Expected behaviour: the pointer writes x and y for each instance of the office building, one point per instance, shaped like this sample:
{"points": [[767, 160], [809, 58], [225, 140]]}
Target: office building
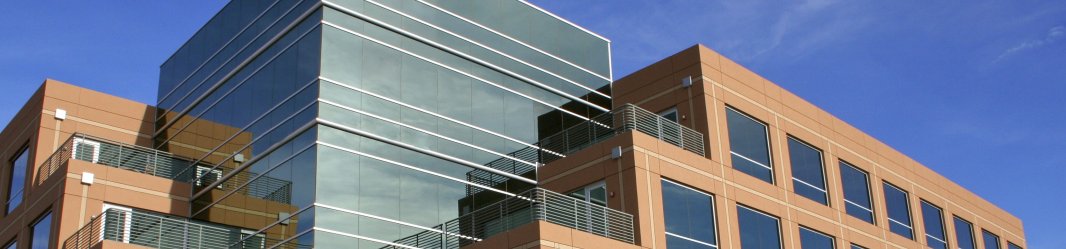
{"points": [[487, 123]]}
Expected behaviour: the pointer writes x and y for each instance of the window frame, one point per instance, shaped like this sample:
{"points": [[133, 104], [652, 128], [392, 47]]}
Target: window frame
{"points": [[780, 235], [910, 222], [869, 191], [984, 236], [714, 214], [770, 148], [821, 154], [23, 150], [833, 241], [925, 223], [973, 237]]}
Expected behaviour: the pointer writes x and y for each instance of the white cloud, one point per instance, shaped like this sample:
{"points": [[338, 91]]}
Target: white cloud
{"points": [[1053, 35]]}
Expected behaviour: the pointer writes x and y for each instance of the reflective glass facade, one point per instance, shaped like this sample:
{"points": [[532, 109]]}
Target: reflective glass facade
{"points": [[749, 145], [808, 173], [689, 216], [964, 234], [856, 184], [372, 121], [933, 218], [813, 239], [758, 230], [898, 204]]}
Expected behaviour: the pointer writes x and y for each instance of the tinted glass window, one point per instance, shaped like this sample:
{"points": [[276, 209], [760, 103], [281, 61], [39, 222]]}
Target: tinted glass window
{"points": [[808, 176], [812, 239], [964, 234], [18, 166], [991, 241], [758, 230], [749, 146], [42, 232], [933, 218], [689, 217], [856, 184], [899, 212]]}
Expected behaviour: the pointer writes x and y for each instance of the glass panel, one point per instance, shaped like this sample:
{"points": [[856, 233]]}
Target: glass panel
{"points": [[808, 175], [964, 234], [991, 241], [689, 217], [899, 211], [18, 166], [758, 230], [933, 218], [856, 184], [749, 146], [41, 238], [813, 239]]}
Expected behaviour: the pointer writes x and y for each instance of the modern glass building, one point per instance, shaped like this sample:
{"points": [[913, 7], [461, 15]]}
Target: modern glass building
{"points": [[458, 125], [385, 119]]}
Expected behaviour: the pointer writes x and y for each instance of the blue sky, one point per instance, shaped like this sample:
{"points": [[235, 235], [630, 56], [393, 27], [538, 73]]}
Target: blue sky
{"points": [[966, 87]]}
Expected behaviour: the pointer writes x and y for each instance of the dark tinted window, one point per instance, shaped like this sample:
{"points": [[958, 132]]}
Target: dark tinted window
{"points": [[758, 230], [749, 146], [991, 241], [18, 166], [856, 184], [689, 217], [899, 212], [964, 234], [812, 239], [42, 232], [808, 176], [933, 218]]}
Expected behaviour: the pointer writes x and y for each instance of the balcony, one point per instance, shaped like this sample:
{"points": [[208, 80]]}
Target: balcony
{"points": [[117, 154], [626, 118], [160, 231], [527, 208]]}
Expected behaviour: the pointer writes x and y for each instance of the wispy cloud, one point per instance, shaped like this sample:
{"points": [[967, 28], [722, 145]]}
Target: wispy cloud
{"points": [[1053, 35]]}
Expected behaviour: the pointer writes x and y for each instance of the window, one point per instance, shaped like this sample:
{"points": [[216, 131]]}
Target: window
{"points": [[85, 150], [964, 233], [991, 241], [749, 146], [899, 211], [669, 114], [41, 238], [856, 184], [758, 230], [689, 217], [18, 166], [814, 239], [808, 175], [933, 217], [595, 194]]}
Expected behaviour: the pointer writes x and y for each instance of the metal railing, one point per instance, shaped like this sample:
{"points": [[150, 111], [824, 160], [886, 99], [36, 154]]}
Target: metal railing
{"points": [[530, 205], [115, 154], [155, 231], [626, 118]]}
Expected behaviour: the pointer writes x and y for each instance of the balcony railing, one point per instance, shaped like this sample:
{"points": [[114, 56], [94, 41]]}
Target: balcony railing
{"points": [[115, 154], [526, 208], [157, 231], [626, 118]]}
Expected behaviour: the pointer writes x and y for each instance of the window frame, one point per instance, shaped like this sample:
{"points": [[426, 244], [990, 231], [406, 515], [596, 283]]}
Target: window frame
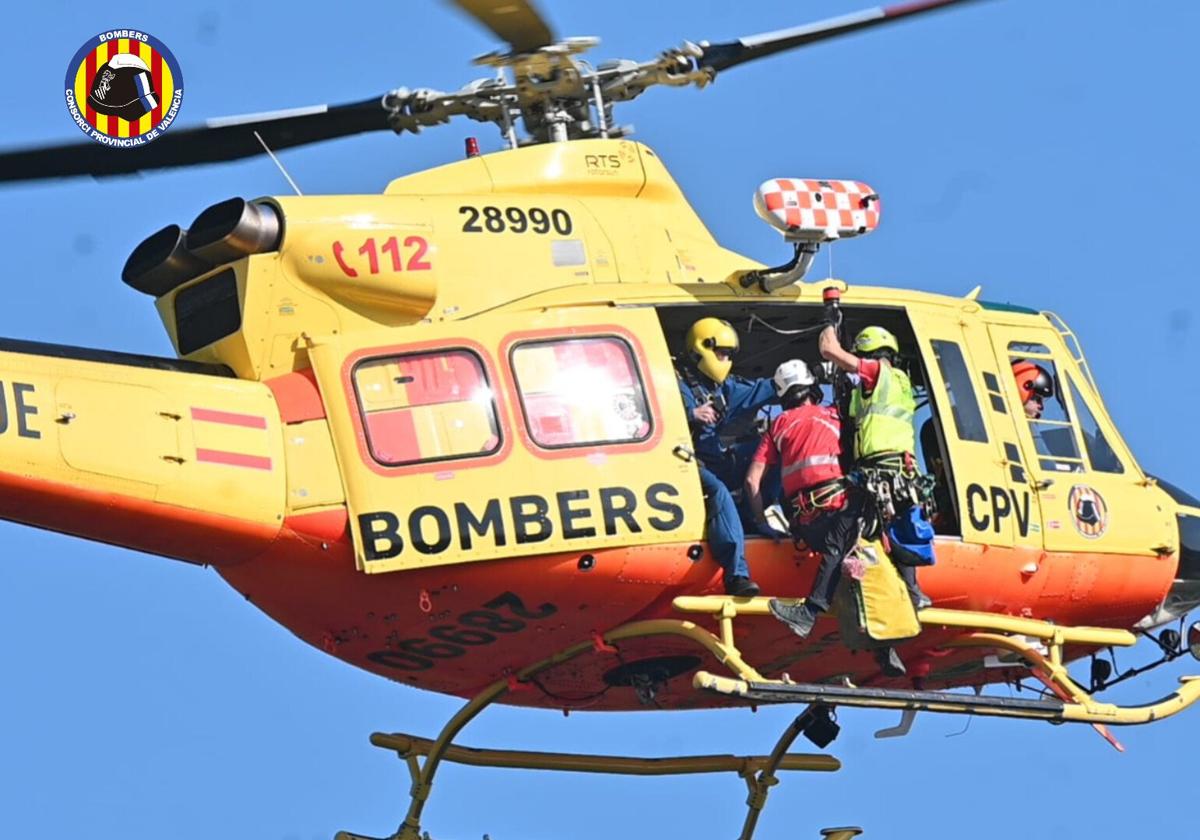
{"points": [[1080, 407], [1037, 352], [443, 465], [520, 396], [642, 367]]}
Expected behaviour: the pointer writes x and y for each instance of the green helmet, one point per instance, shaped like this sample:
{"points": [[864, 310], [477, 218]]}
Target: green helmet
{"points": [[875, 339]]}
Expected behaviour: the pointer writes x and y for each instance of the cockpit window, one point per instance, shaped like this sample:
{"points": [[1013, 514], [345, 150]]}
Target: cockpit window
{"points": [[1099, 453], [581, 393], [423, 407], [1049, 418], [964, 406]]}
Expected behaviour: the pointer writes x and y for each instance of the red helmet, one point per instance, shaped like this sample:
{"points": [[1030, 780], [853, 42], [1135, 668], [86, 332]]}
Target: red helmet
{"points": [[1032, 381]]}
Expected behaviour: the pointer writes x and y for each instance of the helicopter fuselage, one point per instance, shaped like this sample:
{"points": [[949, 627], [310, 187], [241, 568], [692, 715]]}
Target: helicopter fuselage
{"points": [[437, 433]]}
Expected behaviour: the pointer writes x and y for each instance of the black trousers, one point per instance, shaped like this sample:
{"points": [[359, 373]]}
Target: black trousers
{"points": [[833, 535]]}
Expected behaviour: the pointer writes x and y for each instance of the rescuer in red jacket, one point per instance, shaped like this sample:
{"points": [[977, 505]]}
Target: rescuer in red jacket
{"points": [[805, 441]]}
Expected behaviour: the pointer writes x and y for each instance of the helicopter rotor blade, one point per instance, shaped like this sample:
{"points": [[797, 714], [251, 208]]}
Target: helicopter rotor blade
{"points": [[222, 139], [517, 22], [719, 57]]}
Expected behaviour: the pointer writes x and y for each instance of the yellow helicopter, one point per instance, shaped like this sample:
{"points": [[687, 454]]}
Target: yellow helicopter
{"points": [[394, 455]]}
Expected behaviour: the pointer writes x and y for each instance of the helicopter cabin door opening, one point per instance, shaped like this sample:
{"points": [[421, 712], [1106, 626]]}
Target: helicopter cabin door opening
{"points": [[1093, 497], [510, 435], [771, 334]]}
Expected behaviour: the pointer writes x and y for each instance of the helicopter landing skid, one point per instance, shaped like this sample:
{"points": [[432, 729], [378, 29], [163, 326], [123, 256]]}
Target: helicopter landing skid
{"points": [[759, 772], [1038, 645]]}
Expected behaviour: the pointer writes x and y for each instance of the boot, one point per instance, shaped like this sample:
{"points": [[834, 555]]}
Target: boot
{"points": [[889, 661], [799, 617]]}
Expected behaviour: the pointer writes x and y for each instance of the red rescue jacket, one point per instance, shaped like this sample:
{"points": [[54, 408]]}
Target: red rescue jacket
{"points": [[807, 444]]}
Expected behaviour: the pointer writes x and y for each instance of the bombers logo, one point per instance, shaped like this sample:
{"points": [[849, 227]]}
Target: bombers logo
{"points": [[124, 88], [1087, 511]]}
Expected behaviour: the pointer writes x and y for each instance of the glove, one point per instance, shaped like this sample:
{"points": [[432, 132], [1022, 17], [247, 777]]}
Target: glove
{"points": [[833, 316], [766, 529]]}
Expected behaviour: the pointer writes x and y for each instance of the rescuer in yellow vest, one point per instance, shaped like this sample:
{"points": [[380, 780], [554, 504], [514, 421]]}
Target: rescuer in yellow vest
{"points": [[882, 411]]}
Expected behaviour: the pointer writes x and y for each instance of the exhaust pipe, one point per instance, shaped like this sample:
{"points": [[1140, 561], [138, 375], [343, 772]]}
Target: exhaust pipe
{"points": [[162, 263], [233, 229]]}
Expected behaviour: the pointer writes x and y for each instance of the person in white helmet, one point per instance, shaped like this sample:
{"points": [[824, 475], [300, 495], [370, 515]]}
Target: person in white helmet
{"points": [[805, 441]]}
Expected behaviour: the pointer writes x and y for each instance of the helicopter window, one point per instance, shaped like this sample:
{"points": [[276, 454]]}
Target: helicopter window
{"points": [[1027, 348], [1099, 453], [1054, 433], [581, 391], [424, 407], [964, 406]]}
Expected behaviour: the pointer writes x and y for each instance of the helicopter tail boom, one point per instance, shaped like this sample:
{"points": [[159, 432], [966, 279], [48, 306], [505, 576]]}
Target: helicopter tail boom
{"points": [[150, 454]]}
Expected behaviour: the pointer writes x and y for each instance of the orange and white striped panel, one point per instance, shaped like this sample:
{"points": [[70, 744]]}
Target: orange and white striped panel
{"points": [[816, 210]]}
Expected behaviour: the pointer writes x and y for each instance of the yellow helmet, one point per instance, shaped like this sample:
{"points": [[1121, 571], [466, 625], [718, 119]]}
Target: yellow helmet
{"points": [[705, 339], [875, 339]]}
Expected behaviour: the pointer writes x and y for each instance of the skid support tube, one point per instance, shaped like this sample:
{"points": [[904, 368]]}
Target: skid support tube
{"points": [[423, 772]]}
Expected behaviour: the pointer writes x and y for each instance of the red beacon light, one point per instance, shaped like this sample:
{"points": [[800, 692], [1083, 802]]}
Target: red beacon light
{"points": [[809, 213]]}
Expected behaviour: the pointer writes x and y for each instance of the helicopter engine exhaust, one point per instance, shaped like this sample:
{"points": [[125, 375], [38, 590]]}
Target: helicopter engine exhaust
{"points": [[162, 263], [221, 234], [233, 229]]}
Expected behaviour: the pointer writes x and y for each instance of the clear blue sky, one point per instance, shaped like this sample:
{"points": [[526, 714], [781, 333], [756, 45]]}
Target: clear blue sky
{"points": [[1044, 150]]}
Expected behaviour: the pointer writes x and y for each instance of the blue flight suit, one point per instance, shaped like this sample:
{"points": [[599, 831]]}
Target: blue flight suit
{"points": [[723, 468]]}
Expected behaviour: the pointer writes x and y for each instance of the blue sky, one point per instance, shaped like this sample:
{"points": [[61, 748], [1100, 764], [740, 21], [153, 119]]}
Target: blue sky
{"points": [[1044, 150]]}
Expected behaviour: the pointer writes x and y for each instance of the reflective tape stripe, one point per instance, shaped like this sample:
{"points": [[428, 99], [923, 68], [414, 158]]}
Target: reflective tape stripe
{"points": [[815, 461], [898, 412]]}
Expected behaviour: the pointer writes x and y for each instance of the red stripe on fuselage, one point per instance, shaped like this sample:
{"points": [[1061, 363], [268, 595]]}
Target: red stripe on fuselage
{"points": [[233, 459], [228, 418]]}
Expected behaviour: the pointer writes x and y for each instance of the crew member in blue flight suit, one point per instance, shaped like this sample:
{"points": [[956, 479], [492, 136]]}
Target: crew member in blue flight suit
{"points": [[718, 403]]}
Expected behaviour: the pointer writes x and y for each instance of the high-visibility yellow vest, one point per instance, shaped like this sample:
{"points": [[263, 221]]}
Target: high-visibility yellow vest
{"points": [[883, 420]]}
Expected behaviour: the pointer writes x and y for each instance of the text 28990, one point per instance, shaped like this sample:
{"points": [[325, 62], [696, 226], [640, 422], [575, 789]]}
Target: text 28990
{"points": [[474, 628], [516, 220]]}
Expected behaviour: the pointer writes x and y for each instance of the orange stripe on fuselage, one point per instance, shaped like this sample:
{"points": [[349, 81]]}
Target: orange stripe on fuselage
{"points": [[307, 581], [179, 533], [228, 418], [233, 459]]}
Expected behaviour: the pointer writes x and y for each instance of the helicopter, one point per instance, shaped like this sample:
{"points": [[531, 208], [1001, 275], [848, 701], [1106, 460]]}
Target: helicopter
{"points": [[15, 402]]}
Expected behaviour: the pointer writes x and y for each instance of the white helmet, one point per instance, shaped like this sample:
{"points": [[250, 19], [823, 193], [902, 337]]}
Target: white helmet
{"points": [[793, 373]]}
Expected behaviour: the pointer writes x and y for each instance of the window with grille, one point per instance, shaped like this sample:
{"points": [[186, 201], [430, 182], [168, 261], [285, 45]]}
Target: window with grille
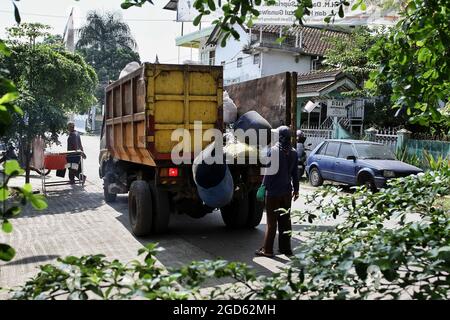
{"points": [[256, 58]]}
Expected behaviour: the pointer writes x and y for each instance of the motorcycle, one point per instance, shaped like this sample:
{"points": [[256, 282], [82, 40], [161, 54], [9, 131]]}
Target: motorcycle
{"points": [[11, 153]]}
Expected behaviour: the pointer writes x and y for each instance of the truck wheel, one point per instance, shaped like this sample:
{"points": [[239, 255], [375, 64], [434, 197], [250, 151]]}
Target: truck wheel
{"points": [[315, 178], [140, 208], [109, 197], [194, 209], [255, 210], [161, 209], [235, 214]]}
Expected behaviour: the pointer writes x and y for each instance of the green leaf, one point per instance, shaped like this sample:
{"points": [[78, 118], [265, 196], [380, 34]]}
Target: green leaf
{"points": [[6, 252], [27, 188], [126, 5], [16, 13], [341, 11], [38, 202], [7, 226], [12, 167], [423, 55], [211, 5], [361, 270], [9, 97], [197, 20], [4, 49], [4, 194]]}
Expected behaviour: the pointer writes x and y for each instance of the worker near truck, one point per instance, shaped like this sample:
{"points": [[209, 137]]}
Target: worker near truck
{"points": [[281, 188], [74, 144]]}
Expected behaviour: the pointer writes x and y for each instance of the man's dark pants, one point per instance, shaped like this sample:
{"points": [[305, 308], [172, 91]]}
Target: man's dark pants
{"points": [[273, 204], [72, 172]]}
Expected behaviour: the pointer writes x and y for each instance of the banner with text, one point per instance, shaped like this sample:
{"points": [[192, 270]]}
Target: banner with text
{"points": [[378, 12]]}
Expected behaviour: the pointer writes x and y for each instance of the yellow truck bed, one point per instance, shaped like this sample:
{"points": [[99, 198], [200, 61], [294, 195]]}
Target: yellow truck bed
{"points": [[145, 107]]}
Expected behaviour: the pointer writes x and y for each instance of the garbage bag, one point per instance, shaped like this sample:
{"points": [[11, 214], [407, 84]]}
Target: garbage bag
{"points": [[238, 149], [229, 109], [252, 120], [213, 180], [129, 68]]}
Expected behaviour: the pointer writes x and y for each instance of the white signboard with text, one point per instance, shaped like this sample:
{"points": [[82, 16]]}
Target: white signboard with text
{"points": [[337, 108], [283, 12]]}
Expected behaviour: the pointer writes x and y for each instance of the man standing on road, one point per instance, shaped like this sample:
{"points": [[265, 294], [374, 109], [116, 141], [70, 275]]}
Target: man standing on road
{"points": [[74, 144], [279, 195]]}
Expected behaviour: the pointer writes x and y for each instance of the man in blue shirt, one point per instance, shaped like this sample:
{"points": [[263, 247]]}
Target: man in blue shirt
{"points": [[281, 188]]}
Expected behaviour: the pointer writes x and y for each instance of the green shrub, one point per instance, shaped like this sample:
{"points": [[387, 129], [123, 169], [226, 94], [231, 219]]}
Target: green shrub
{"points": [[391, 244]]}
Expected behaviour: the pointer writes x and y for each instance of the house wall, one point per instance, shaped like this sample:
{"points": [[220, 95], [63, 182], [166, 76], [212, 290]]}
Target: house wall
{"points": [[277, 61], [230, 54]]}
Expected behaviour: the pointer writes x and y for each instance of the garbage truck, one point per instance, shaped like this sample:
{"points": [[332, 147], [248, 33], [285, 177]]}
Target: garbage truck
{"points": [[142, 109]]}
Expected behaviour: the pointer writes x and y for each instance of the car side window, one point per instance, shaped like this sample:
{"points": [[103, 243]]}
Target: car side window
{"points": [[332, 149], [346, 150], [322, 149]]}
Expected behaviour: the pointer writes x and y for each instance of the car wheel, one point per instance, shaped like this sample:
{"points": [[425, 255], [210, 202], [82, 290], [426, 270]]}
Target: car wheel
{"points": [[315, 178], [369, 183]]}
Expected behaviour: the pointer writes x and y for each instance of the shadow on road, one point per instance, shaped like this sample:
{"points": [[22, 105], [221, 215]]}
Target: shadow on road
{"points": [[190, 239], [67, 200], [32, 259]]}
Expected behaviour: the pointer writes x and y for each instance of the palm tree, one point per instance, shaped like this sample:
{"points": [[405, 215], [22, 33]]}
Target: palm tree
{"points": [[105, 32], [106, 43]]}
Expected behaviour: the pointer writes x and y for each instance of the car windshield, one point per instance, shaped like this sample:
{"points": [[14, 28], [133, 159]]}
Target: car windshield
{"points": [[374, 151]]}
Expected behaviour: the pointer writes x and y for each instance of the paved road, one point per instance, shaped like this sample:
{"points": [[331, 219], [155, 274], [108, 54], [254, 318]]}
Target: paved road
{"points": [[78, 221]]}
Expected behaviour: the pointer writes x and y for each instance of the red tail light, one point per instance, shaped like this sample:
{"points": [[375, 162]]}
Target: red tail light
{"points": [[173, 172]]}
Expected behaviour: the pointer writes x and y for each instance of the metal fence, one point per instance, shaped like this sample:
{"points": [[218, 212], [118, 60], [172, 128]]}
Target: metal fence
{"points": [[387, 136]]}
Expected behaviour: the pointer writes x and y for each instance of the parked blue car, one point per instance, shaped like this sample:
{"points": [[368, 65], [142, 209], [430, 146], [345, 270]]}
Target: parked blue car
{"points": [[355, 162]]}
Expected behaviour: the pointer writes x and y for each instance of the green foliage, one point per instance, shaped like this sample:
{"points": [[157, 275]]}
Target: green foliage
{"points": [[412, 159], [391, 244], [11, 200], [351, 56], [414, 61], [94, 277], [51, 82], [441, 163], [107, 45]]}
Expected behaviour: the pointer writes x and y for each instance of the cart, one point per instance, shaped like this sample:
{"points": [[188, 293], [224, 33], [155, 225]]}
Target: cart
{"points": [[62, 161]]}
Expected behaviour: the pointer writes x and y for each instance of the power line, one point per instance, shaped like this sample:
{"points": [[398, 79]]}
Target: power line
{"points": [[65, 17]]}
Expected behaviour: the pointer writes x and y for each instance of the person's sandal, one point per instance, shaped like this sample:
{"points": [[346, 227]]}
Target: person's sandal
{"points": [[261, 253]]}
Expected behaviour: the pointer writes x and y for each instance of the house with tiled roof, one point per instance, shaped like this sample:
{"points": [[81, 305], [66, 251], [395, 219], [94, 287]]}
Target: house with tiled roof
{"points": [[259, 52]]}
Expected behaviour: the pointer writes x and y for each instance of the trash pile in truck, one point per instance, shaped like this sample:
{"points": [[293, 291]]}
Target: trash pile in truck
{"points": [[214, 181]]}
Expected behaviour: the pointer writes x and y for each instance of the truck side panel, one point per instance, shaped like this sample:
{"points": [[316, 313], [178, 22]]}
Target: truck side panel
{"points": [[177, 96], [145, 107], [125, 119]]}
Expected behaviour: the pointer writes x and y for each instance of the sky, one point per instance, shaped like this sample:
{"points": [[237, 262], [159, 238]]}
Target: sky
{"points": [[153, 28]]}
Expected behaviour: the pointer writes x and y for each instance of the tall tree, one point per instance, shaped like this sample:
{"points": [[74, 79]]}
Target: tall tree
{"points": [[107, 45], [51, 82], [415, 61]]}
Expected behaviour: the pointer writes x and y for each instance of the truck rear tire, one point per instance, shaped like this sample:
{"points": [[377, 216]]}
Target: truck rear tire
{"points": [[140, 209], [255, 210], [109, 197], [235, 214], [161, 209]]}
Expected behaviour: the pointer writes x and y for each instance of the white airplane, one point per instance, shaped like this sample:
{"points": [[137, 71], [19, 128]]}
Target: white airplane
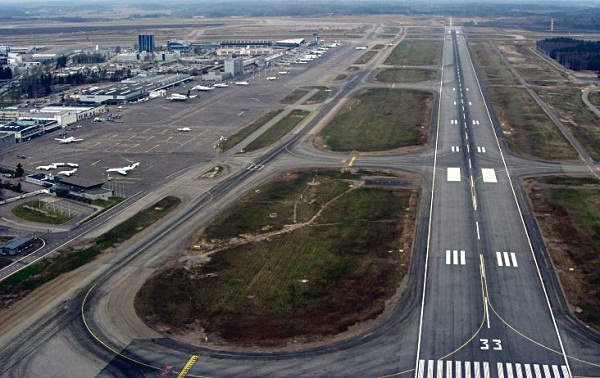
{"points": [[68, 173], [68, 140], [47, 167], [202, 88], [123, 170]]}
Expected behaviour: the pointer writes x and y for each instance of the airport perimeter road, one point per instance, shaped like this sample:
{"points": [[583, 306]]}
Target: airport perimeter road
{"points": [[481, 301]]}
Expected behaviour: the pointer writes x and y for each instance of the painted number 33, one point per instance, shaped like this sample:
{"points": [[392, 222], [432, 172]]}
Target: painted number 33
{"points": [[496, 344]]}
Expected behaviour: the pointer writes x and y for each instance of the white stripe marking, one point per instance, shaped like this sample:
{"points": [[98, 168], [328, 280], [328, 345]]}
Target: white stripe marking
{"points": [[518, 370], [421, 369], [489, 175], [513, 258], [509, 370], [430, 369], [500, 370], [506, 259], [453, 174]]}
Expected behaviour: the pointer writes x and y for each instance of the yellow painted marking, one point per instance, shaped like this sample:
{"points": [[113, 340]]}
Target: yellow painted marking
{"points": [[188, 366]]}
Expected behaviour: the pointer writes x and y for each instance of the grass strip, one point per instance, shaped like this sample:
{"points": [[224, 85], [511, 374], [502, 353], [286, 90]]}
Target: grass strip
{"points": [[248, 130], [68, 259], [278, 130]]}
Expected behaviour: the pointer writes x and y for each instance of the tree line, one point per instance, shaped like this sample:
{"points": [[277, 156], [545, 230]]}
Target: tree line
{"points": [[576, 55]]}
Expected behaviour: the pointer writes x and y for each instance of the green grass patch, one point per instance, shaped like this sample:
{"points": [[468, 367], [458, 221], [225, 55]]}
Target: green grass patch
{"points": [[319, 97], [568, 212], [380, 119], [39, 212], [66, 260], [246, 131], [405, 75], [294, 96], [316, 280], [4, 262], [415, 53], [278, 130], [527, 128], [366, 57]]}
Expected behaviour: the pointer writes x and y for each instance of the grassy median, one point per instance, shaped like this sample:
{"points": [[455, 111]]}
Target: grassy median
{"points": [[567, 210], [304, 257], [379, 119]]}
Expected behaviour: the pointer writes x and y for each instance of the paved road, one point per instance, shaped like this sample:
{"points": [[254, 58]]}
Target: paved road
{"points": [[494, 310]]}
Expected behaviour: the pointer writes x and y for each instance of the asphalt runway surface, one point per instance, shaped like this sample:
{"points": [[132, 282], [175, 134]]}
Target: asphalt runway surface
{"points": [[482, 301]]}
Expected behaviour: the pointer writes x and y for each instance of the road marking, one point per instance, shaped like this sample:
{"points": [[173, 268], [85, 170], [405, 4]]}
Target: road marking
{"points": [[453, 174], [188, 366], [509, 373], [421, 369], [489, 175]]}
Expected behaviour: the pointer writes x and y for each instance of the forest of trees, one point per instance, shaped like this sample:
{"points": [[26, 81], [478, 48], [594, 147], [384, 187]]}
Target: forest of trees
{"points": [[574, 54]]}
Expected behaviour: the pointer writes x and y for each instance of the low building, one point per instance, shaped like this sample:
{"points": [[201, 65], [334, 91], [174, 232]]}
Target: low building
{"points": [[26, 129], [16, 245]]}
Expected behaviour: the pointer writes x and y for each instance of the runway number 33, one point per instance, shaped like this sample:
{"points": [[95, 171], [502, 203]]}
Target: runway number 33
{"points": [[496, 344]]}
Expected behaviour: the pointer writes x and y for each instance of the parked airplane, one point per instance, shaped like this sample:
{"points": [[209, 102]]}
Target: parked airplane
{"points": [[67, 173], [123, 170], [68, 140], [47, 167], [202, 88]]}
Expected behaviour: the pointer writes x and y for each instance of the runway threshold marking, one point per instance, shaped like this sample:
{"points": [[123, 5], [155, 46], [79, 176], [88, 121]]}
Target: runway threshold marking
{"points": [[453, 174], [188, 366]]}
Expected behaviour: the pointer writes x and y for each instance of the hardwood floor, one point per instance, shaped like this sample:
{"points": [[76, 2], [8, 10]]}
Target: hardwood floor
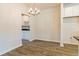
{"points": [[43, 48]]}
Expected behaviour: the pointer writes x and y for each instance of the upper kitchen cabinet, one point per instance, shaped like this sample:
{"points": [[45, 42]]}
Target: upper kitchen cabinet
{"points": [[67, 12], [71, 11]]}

•••••

__GOAL__:
No pictures belong in the copy; quote exactly the lines from the line containing "the runway number" through the final line of the material, both ends included.

__RESPONSE TO THIS EXERCISE__:
Expected behaviour: the pointer writes x and y for each instance of the runway number 33, one point per instance, shaped like this sample:
{"points": [[95, 171], [502, 203]]}
Target: runway number 33
{"points": [[496, 344]]}
Expected behaviour: the pointer writes x and y for each instance of the parked airplane, one point per instance, shaped like this sample:
{"points": [[209, 102]]}
Target: parked airplane
{"points": [[67, 173], [123, 170], [68, 140], [47, 167], [202, 88]]}
Expected behaviour: the pointer writes x and y for each instance of the runway threshold marking, one point per instance, shaped like this sample:
{"points": [[123, 5], [155, 46], [79, 176], [88, 121]]}
Target: runway threshold marking
{"points": [[453, 174], [188, 366]]}
Expected behaviour: the pointer writes x and y for each instance of the hardwood floor, one point per instance, shaped like this sample:
{"points": [[76, 2], [8, 10]]}
Target: hardwood floor
{"points": [[43, 48]]}
Expected behaviour: the pointer writes x and y for each instance of the upper kitchen cabinet, one point per instance, shaped like this sample:
{"points": [[45, 42]]}
Target: upper kitchen cabinet
{"points": [[67, 12], [71, 11]]}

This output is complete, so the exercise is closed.